[Dataset records]
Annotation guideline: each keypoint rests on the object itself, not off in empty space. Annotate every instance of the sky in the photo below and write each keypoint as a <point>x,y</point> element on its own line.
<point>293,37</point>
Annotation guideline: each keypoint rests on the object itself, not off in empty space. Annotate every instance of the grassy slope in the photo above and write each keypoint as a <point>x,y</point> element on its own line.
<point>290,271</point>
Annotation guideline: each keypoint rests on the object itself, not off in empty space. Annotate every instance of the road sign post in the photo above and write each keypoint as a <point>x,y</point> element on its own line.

## Task prompt
Render these lines as a Markdown table with two columns, Row and Line: number each line in Row and put its text in Line, skipping any blank lines.

## Response to this exercise
| Row | Line |
|---|---|
| 1 | Annotation guideline: each keypoint rests on the object itself, not off in empty space. Annotate every instance of the sky in the photo below and write each keypoint as a <point>x,y</point> element on its own line. |
| 2 | <point>293,37</point> |
| 3 | Annotation guideline: each keypoint rests on the object itself, not off in empty space. Annotate every instance of the grassy slope in the photo above and write each keypoint as a <point>x,y</point> element on its own line. |
| 4 | <point>290,271</point> |
| 5 | Annotation guideline: each keypoint rests on the object itself, not off in empty space. Annotate every instance of the road sign post in the photo above and write each keypoint as a <point>x,y</point> element on its own line. |